### [PROBLEM DESCRIPTION]
Lines before the one containing "Each instance receives one keypoint. Mark the puddle" are left out; copy that line and every later line through the end of the data exactly.

---*---

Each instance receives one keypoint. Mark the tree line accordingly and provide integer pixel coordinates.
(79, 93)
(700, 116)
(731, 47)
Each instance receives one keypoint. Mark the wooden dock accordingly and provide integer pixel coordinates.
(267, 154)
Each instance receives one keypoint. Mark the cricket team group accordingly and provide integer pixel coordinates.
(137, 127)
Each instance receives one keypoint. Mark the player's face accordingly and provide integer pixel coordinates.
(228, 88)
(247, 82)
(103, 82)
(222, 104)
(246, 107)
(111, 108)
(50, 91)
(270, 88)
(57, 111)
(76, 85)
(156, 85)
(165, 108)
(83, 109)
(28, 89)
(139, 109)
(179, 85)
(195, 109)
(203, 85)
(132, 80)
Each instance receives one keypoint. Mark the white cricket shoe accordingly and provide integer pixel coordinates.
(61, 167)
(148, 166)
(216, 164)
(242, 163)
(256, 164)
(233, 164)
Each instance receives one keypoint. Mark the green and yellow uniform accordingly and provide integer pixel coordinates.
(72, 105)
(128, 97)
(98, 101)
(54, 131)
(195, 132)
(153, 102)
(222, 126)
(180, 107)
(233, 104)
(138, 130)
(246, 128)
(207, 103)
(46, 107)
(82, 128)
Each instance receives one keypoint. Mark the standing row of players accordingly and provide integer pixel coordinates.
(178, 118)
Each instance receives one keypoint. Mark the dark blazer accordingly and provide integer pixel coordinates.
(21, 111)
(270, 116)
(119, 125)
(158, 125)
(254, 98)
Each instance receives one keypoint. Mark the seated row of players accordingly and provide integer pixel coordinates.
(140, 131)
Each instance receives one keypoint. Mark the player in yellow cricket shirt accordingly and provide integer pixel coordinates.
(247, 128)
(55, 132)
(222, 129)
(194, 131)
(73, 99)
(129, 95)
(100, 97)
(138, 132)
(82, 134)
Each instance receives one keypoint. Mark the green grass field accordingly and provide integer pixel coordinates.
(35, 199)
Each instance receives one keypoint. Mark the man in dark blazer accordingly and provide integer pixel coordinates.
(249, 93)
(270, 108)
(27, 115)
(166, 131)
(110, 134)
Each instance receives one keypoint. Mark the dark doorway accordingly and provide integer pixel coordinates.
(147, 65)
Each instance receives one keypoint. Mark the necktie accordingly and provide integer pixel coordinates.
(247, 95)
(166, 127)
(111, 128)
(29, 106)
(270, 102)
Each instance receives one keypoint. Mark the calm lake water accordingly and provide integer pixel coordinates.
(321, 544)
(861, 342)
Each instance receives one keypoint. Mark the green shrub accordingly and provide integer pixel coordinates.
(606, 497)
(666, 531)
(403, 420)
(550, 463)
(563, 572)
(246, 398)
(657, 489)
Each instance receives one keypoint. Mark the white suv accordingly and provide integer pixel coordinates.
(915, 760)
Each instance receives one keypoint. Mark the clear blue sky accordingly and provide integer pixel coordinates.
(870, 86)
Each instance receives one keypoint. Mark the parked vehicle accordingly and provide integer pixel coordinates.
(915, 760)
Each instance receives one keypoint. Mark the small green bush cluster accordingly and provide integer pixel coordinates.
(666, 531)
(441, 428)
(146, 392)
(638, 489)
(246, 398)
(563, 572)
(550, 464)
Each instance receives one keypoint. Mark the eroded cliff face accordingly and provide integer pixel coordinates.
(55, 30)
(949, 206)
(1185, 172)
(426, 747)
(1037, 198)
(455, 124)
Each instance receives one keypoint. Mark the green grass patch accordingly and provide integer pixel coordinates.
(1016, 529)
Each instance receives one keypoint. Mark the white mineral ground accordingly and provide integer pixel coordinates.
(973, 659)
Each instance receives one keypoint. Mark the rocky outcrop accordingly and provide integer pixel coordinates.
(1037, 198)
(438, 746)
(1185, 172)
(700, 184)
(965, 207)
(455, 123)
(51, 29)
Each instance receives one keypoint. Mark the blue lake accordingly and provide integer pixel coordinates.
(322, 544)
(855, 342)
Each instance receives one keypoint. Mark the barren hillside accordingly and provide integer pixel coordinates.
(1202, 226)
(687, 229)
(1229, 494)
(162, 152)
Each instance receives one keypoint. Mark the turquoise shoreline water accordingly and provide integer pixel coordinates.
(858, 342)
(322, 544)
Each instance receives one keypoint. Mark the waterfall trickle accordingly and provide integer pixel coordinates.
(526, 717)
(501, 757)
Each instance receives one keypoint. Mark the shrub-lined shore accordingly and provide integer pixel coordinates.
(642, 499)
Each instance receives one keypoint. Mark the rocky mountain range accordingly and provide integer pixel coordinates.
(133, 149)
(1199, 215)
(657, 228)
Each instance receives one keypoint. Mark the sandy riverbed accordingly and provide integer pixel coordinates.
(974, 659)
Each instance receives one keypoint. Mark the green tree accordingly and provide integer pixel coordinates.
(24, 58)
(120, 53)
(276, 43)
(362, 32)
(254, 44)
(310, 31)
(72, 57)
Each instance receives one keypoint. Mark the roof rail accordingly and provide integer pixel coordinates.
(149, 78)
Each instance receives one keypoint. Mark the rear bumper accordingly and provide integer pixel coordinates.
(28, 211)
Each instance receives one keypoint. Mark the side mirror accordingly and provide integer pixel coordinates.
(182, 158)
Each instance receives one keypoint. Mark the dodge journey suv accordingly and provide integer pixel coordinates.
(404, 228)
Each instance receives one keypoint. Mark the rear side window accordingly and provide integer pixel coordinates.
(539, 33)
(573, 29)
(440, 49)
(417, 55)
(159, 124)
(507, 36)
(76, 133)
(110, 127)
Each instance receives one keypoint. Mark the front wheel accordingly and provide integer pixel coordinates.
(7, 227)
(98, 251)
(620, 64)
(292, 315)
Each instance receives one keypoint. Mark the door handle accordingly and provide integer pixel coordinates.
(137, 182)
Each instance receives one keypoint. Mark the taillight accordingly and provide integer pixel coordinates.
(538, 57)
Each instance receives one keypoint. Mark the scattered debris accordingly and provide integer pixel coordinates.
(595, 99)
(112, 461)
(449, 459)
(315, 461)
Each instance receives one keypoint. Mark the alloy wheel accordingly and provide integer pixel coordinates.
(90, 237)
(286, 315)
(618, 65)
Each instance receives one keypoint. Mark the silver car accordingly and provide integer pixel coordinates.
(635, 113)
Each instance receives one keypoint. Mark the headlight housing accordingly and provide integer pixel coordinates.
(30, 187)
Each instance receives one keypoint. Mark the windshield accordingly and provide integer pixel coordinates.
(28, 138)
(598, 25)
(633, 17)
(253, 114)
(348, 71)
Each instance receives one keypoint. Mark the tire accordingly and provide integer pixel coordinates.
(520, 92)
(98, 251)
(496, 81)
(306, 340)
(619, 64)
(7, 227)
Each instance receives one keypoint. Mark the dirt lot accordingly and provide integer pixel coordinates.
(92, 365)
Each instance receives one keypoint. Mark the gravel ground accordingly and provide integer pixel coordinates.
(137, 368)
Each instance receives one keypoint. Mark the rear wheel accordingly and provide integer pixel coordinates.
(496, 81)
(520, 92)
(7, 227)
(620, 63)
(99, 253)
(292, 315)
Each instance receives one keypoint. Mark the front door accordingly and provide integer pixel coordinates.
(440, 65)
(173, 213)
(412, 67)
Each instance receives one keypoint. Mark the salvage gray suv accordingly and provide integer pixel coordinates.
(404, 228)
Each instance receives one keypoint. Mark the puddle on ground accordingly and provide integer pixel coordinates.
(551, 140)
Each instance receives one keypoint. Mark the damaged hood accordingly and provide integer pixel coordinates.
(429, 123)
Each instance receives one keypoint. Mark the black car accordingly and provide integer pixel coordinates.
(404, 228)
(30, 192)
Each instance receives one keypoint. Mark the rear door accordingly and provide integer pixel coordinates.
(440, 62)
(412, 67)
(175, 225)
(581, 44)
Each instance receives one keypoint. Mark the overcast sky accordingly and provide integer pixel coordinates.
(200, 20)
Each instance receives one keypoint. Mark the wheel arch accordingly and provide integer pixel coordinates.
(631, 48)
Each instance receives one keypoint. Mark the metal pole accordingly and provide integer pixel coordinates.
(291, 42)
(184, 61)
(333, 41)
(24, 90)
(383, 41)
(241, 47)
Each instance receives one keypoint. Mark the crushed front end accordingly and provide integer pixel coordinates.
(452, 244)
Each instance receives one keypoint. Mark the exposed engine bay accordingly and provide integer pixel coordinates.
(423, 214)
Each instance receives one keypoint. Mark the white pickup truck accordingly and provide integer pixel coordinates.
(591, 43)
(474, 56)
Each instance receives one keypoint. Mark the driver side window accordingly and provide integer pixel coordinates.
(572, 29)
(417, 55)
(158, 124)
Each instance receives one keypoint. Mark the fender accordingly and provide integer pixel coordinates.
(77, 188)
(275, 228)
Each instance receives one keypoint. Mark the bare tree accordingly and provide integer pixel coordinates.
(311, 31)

---*---

### [REPLY TO THE TASK]
Each instance receives one keypoint. Mark the puddle on ground accordingly and provide integer pixel coordinates.
(551, 140)
Each instance receives one keypoint. Mark the damaged hood accordingly and provide integer pixel coordinates.
(429, 123)
Each instance receives one keypoint. Mark the black car accordingly and provide integer pixel coordinates.
(404, 228)
(30, 192)
Each instance receives one keypoint. Mark the rear door accordingly and provide integer pixel coordinates.
(440, 62)
(412, 67)
(175, 225)
(581, 44)
Each instance receives one keypoint. Mark the overcast sky accordingly and provide integer pixel coordinates.
(200, 20)
Each instance receives one keypoint. Mark the wheel arch accordingly and provide integer pixel coordinates.
(631, 48)
Each instance receives one keypoint. Mark the metal pole accordingly and provide integer pixel coordinates.
(291, 42)
(184, 61)
(333, 41)
(24, 90)
(383, 41)
(241, 47)
Each instance receives one keypoint. Mark the crushed front end accordingly and provide integer pixel coordinates.
(452, 244)
Each instance receives one keypoint. Mark the exposed engine bay accordingly and provide integer pixel coordinates.
(423, 214)
Each instance receives one keypoint. Mark the white pickup truck accordingly and provide integer pixel coordinates.
(591, 43)
(474, 56)
Each instance receives one keypoint. Mark the driver side window accordingly and provide integer pixel coordinates.
(572, 29)
(417, 55)
(158, 124)
Each instance receives one keypoint. Mark the fender accordingly and provide integer pixel coordinates.
(77, 188)
(275, 228)
Each instance receives one keypoint. Mark the bare tree accordingly and provide integer pixel coordinates.
(311, 31)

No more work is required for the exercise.